Items from a data source —
═══

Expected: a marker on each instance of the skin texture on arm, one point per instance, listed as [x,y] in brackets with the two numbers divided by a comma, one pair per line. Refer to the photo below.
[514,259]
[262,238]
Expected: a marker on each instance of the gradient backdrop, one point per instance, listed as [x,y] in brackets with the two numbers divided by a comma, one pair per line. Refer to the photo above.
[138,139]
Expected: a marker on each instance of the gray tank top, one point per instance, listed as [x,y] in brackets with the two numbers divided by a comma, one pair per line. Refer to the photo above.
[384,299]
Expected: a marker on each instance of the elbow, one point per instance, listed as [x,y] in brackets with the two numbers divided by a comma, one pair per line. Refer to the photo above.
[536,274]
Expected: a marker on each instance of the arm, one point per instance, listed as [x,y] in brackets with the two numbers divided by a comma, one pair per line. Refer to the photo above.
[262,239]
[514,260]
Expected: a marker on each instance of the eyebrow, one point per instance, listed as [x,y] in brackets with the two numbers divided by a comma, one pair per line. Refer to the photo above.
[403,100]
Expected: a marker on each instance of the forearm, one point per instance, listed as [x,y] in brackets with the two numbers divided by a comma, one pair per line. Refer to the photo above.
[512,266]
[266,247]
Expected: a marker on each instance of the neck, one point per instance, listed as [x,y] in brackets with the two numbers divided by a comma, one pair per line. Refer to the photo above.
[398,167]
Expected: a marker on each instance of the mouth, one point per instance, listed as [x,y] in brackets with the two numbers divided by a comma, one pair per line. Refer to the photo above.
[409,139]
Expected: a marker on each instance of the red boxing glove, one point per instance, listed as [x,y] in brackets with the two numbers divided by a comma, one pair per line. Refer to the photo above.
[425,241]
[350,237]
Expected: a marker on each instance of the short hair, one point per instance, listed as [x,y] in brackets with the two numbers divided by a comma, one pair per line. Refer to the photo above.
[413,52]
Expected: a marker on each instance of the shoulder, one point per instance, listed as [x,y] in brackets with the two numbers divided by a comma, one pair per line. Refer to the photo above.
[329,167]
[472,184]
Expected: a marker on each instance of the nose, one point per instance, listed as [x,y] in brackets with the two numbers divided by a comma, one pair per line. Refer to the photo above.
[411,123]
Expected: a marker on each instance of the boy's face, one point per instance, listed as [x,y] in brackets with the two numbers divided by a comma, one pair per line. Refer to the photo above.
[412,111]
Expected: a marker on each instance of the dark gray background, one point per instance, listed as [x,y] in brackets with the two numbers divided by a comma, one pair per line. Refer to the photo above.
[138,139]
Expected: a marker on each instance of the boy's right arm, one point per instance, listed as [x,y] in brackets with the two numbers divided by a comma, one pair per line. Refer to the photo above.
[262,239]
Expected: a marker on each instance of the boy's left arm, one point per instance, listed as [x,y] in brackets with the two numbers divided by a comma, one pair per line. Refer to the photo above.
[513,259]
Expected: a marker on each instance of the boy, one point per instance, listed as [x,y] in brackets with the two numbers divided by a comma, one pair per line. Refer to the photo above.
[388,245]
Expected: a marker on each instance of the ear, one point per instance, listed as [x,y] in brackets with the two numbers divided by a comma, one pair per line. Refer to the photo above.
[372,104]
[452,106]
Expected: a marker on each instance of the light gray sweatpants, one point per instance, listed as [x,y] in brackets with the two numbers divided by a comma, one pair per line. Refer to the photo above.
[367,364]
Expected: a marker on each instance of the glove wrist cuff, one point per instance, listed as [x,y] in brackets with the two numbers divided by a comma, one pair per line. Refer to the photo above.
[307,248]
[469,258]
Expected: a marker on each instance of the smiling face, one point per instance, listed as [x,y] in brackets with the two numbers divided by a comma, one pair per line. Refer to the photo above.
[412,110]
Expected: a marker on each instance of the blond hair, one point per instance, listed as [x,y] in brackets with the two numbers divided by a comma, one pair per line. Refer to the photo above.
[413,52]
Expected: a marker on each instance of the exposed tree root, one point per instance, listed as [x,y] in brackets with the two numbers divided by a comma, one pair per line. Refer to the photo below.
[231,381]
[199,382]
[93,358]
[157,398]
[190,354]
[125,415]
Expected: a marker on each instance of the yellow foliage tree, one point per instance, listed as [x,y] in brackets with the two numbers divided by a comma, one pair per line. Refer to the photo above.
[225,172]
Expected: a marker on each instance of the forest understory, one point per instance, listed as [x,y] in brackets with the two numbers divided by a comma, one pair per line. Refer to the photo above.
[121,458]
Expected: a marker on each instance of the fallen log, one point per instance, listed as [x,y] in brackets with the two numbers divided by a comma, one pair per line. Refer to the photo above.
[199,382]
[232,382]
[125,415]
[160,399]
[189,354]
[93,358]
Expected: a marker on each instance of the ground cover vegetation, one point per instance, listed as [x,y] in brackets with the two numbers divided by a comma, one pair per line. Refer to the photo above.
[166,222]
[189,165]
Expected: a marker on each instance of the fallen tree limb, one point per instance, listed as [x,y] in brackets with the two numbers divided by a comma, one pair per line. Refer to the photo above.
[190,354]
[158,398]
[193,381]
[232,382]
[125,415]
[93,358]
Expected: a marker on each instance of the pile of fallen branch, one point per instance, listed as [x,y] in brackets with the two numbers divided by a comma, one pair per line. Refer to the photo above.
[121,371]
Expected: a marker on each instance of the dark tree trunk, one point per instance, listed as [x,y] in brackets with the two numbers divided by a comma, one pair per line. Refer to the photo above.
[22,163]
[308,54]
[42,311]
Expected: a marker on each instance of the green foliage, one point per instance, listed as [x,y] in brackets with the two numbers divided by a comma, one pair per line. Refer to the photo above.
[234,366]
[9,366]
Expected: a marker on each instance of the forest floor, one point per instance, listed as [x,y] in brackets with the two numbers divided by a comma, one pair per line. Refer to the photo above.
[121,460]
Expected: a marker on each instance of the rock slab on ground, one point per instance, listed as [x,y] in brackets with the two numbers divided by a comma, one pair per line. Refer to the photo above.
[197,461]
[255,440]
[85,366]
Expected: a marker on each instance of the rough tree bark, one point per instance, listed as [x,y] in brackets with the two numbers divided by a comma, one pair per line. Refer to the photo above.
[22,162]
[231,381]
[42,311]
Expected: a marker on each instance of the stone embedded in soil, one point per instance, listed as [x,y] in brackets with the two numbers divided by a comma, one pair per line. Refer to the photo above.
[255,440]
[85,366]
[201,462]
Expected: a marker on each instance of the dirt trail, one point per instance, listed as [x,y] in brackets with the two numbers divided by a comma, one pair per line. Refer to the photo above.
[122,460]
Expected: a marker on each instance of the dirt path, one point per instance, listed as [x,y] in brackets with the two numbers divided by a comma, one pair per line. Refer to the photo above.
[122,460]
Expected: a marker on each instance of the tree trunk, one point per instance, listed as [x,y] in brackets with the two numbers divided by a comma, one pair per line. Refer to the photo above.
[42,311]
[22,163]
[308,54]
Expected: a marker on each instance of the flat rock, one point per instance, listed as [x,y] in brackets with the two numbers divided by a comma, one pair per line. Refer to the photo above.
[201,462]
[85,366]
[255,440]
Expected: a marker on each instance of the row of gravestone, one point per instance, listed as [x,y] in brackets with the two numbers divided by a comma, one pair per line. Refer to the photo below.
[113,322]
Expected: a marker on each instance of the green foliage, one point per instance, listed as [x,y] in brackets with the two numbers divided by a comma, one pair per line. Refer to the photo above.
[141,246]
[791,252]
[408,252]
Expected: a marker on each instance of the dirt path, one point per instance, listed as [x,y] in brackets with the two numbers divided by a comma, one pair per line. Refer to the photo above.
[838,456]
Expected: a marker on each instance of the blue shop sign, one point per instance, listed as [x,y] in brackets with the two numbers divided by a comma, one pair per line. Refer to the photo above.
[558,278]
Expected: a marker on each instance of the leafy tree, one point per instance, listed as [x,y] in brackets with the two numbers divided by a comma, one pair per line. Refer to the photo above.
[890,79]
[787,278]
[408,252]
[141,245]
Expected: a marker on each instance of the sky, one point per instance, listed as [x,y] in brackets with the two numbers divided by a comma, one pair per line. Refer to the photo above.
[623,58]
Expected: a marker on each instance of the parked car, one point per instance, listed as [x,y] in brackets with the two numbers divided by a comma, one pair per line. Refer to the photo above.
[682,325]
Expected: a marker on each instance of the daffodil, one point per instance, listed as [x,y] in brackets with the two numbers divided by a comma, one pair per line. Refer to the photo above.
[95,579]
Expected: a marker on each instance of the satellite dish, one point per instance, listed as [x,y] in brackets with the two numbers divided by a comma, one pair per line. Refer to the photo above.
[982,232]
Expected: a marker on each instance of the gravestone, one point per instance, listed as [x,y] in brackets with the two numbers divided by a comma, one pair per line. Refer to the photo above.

═══

Your answer must be the lines from the one with "Expected: a marker on each instance of the sky, one" through the last line of the data, repeated exactly and with nothing else.

WRITTEN RESPONSE —
Expected: a marker on each instance of the sky, one point per instance, listed as [x,y] in brackets with the two numbers divided by a comma, one pair per line. Refer to the photo above.
[623,58]
Expected: a marker on each instance of the parked car, one point per instance, listed as [x,y] in brackets with the two numbers divided by a comma, one pair per line. Refer to the photo above.
[682,325]
Expected: a marker on each instance of the daffodil, one point per instance, listed as [x,y] in brackets with the two numbers divided by a comma, one pair per line. Refer to the photo above.
[95,579]
Expected: a marker on each instance of the satellite dish, one point per instance, listed as [x,y] in brackets with the two numbers divided by a comma, one pair per line. Refer to the photo above.
[982,232]
Expected: a marker on each instance of the gravestone, one point per instance, listed as [x,y] in brackets with the two numbers divided by a comma, one pair per line. Refer to the photo above.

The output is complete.